Whatever appears in the records should be given again exactly, down to the last mark.
╭─ Dataset excerpts
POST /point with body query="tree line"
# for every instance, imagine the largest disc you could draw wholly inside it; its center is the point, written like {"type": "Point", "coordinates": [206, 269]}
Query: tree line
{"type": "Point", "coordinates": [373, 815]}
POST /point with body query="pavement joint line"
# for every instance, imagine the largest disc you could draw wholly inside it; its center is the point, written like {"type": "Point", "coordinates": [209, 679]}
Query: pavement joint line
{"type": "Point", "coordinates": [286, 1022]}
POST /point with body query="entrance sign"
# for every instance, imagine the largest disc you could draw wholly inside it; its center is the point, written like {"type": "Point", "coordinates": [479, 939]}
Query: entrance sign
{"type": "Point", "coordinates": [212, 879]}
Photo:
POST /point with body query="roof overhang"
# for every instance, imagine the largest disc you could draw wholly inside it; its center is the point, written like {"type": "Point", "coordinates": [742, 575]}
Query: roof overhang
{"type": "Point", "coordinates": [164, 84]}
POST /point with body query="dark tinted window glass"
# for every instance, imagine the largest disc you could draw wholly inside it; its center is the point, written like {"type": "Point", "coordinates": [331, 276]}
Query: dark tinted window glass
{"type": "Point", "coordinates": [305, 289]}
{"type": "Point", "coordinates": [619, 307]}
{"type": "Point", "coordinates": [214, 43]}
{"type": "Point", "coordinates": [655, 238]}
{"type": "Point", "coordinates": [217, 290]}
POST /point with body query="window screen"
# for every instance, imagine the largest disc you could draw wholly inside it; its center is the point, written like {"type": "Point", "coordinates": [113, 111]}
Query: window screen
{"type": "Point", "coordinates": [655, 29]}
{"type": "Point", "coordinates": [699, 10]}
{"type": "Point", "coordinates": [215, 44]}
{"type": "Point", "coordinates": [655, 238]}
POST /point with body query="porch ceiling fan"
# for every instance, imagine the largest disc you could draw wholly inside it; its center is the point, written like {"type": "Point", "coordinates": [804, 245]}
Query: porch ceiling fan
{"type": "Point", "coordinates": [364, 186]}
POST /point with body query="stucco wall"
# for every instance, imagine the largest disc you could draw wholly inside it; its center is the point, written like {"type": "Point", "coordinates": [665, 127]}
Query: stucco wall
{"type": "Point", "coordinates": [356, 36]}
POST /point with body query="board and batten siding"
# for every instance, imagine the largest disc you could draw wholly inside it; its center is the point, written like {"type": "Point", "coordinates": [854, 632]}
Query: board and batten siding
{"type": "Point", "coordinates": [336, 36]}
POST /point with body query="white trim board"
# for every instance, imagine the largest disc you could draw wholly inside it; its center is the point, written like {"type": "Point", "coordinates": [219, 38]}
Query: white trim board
╰─
### Response to this task
POST /point with body query="tree line"
# for every instance, imagine the largest disc you could draw wholly inside it; its center is the point, written like {"type": "Point", "coordinates": [206, 269]}
Query: tree line
{"type": "Point", "coordinates": [373, 815]}
POST /point with body query="pavement joint line"
# for every instance, imagine the largest disc you could draw wholly inside it; its center is the point, written like {"type": "Point", "coordinates": [209, 679]}
Query: pavement joint line
{"type": "Point", "coordinates": [286, 1022]}
POST /point with body query="entrance sign"
# for every instance, imagine the largest disc you could draw wholly inside it; its center is the point, written like {"type": "Point", "coordinates": [479, 939]}
Query: entrance sign
{"type": "Point", "coordinates": [212, 879]}
Photo:
POST /point with body query="roof overhang"
# for every instance, imagine the largest disc you could draw wholly inside it; its center is the point, written like {"type": "Point", "coordinates": [742, 575]}
Query: roof overhang
{"type": "Point", "coordinates": [164, 84]}
POST /point with body query="dark tinted window glass"
# for every instance, imagine the largest disc you could draw wholly inside it; its center is the point, written like {"type": "Point", "coordinates": [331, 276]}
Query: dark tinted window glass
{"type": "Point", "coordinates": [305, 289]}
{"type": "Point", "coordinates": [619, 307]}
{"type": "Point", "coordinates": [214, 43]}
{"type": "Point", "coordinates": [655, 238]}
{"type": "Point", "coordinates": [217, 290]}
POST /point with body query="window screen"
# for every instance, imagine the largest disc you could draw wholly inside it; its center is the point, written like {"type": "Point", "coordinates": [113, 111]}
Query: window screen
{"type": "Point", "coordinates": [655, 29]}
{"type": "Point", "coordinates": [699, 10]}
{"type": "Point", "coordinates": [215, 44]}
{"type": "Point", "coordinates": [655, 238]}
POST /point with body query="porch ceiling fan"
# for every instance, imagine the largest disc you could draw wholly inside it; its center is the point, written like {"type": "Point", "coordinates": [804, 245]}
Query: porch ceiling fan
{"type": "Point", "coordinates": [364, 186]}
POST /point with body query="stucco wall"
# for every instance, imagine the largest disc you could draw wholly inside it; its center is the point, written like {"type": "Point", "coordinates": [665, 127]}
Query: stucco wall
{"type": "Point", "coordinates": [356, 36]}
POST /point with body query="board and batten siding"
# for every instance, imagine the largest disc you could draw wholly inside it; its center is the point, written like {"type": "Point", "coordinates": [854, 632]}
Query: board and batten siding
{"type": "Point", "coordinates": [336, 36]}
POST /point with body query="white trim board"
# for every instance, imagine the largest disc you could draw wholly inside it; its center is the point, written like {"type": "Point", "coordinates": [219, 38]}
Query: white trim board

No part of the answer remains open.